- PROVIDED DATA:
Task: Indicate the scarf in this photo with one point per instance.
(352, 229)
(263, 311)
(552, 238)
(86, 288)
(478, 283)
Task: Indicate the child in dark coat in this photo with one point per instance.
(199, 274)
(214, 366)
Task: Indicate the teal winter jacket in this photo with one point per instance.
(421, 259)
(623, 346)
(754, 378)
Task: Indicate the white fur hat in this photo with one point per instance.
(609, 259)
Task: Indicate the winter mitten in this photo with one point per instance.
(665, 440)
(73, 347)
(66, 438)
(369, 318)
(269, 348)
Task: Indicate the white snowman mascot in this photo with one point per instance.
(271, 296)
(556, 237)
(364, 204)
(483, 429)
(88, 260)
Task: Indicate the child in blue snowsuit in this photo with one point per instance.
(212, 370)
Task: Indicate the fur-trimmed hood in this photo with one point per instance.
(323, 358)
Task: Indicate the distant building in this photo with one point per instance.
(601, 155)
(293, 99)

- INSTRUCTIONS FOR THE TASK:
Reproduce every line of the material above word for word, without changing anything.

- ANSWER BELOW:
Task: Indicate the scarf in this photo with one point per instance.
(352, 229)
(263, 311)
(552, 238)
(86, 288)
(478, 283)
Task: Indicate the child in dark coat in this photo with one point per instance.
(199, 274)
(214, 366)
Task: Indicate the teal winter jacket in this photo with one point per instance.
(421, 259)
(623, 346)
(754, 378)
Task: Indicate the white fur hat in this photo with one point per instance.
(609, 259)
Task: Indicate the winter mitten in this photo with one point per instance.
(665, 440)
(73, 347)
(66, 438)
(369, 318)
(269, 348)
Task: Indicate the white snowman mascot in this photo with one point per instance.
(271, 296)
(556, 237)
(364, 204)
(483, 429)
(88, 260)
Task: Indicate the child in blue snowsuit in this photo with one point per instance.
(212, 370)
Task: Indicate the fur-trimmed hood in this photo with one point per instance.
(323, 358)
Task: Indicate the distant building in this photo with one point per instance.
(601, 155)
(293, 99)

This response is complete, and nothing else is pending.